Location labeling records
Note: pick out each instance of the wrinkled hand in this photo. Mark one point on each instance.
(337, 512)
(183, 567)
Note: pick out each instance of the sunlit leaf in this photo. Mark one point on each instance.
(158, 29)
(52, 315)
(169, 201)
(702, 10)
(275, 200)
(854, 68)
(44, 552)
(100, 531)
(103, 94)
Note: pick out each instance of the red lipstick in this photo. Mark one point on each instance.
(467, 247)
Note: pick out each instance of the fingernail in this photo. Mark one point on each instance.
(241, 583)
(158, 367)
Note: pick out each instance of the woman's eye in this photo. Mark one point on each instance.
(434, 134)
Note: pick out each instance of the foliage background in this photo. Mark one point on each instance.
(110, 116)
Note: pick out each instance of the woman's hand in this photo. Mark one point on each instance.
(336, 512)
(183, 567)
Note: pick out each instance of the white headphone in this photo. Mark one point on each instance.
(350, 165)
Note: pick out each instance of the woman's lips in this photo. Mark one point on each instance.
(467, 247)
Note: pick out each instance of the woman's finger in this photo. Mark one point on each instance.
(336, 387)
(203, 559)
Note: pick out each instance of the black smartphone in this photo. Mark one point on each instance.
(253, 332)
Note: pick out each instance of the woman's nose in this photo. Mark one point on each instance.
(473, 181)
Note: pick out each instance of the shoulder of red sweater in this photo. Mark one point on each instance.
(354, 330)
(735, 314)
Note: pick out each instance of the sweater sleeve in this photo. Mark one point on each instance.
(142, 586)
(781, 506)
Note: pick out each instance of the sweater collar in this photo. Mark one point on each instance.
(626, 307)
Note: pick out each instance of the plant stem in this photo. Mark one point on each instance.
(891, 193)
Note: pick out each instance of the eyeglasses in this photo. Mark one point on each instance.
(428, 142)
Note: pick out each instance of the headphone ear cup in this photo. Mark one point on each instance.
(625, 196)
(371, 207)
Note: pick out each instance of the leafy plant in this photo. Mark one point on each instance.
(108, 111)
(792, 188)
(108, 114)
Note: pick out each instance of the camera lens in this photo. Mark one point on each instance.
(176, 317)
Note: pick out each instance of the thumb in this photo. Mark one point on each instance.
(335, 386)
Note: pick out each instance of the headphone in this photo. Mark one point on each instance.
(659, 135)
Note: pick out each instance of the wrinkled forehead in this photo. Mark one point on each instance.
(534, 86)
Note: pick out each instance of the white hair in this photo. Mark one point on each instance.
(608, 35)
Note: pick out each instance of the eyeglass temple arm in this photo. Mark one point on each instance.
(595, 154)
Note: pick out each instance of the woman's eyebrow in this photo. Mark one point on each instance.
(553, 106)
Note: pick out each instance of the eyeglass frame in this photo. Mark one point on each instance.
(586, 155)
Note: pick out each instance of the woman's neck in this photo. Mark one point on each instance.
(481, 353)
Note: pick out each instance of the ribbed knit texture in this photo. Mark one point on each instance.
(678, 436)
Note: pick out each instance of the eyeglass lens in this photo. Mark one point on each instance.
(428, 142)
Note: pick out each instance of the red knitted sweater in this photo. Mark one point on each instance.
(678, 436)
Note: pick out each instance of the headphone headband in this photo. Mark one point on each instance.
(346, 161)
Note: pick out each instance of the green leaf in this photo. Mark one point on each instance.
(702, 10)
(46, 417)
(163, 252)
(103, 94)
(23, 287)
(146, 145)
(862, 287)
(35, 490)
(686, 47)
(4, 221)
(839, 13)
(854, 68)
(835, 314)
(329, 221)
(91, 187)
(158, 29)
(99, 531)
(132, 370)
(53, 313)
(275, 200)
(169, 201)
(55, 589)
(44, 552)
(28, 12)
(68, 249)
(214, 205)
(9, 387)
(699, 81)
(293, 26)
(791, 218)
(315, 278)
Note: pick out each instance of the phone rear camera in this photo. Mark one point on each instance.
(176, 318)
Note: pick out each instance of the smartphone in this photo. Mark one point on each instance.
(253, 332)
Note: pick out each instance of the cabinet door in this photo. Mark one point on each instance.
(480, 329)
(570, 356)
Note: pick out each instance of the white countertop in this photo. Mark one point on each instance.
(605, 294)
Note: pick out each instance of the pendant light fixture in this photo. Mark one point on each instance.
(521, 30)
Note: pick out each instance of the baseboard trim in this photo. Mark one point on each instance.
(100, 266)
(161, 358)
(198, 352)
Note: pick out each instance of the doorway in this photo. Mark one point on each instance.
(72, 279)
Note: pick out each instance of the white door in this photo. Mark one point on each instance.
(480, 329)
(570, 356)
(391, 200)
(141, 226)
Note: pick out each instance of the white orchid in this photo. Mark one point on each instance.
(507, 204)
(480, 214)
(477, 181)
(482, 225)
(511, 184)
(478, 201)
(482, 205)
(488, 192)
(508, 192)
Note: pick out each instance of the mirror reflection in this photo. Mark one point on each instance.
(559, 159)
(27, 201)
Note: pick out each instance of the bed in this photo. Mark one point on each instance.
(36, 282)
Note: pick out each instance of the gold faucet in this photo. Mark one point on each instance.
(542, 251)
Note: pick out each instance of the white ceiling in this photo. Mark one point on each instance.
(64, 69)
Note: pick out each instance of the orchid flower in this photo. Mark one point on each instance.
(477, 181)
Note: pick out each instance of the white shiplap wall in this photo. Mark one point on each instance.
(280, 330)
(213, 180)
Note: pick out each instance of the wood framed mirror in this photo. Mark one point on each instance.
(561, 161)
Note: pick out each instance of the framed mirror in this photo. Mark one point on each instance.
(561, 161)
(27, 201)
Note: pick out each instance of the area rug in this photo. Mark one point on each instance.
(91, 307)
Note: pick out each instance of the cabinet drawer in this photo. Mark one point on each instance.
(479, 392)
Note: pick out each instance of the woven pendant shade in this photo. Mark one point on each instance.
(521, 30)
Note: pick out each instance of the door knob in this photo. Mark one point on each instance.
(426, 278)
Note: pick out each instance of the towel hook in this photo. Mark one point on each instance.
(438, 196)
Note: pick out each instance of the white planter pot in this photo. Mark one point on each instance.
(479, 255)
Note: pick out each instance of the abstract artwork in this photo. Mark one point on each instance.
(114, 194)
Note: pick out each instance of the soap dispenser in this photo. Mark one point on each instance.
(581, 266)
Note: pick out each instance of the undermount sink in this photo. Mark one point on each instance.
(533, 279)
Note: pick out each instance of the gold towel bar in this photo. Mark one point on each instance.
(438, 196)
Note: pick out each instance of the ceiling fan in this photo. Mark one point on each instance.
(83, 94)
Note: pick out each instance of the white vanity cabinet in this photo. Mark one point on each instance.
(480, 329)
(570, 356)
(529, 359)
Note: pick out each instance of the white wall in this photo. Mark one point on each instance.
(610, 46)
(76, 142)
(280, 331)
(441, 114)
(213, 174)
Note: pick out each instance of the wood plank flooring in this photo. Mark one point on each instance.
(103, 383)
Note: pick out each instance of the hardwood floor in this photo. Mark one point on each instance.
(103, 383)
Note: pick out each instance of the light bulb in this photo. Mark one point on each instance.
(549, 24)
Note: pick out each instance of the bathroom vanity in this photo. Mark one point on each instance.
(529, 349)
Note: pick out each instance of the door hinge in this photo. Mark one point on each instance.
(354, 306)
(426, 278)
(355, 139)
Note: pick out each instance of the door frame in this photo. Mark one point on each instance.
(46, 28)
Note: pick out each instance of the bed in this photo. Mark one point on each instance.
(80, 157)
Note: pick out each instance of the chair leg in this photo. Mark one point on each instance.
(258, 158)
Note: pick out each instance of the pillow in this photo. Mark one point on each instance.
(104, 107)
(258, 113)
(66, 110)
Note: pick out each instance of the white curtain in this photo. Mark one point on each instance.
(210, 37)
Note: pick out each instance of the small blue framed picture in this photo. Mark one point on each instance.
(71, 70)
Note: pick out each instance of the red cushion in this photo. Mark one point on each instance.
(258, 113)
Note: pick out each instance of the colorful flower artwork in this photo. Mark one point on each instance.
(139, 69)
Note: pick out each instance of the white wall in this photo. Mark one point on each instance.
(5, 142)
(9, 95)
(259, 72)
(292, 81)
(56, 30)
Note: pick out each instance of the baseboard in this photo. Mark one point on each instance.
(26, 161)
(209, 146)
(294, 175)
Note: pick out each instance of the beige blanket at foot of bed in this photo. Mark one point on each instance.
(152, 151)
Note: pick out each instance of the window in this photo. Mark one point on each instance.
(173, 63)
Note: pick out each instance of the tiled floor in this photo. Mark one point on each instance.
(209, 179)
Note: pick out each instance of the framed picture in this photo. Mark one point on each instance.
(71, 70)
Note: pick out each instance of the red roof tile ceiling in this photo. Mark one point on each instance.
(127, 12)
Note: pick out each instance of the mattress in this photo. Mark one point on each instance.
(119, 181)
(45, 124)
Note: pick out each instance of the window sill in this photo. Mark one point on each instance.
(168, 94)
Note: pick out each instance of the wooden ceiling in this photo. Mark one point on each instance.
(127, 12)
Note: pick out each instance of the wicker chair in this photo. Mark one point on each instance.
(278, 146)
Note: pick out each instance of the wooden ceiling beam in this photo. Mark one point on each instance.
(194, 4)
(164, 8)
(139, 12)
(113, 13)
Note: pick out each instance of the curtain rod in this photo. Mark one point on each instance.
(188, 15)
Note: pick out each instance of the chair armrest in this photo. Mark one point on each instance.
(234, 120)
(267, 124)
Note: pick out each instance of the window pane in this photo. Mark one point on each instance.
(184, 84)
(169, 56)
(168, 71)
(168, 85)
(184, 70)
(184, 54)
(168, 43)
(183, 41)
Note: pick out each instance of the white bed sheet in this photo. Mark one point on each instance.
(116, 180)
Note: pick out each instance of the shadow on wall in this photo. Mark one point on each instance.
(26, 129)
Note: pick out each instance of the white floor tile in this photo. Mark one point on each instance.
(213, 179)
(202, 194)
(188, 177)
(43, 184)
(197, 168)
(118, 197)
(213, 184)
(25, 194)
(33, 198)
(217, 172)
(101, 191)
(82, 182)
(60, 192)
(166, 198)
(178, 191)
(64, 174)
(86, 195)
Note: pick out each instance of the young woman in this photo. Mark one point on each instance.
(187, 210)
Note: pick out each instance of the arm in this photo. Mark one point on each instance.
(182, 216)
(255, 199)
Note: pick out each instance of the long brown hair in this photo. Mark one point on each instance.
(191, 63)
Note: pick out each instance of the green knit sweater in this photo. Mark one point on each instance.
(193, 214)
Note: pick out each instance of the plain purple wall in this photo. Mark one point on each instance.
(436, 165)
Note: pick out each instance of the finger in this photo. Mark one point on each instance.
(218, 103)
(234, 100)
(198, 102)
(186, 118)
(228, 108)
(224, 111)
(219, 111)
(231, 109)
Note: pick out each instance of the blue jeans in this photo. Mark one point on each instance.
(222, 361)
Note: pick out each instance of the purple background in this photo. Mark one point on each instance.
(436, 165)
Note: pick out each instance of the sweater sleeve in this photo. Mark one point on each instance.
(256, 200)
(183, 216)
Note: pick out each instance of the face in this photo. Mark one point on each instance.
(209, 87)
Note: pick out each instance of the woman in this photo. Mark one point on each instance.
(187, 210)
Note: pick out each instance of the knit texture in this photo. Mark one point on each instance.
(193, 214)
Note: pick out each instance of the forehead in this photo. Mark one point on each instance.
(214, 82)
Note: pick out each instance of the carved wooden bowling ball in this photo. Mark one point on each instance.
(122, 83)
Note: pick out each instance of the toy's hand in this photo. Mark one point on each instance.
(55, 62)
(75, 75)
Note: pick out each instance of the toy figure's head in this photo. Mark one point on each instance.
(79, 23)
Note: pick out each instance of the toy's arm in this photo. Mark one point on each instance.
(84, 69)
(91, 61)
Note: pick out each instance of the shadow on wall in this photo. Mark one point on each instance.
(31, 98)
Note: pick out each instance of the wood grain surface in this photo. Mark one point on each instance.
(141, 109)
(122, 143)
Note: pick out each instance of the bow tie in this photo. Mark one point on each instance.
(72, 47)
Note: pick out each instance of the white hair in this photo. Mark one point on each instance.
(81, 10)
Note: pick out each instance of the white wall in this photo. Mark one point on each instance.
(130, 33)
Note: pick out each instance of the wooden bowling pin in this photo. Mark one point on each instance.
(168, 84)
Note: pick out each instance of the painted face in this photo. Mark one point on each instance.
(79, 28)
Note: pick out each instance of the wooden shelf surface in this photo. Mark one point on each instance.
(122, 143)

* [WHAT IS ASKED] Beginning at the line containing "Note: pick out each instance of the woman in", repeat each line exactly through the last line of the entries, and include no other lines.

* [EXERCISE OUTPUT]
Note: pick out each instance of the woman in this photo. Mark one point on each instance.
(187, 210)
Note: pick out each instance of the knit texture in this photo. Mark one point on each instance.
(193, 214)
Note: pick out each instance of the forehead in this photo. Mark one point on each instance.
(214, 82)
Note: pick out each instance of the carved wooden bowling ball in this photo. Mark one point on each instance.
(122, 83)
Note: pick out each instance of the toy's hand in this photo. Mark one point on each instance.
(55, 62)
(75, 75)
Note: pick out each instance of the toy figure's head in this photo. Mark one point on each instance.
(79, 23)
Note: pick out each instance of the toy's arm in this photo. Mark one point on each instance.
(84, 69)
(91, 61)
Note: pick out each instance of the shadow on wall in this photo. Mark one point on each instance.
(31, 98)
Note: pick out each instance of the wood grain surface in this photo. Mark one point on each instance.
(141, 109)
(122, 143)
Note: pick out each instance of the bow tie in this photo. Mark one point on each instance.
(72, 47)
Note: pick out each instance of the white hair in this photo. Mark one point on each instance.
(81, 10)
Note: pick out each instance of the white wall in this photo. Mark one point on each instance.
(130, 33)
Note: pick out each instance of the wooden bowling pin in this photo. Mark one point on each instance.
(168, 84)
Note: pick out each instance of the painted face in this photo. Mark one point on each instance.
(79, 28)
Note: pick out each instance of the wooden shelf surface in this photo. Mark one point on each instance.
(122, 143)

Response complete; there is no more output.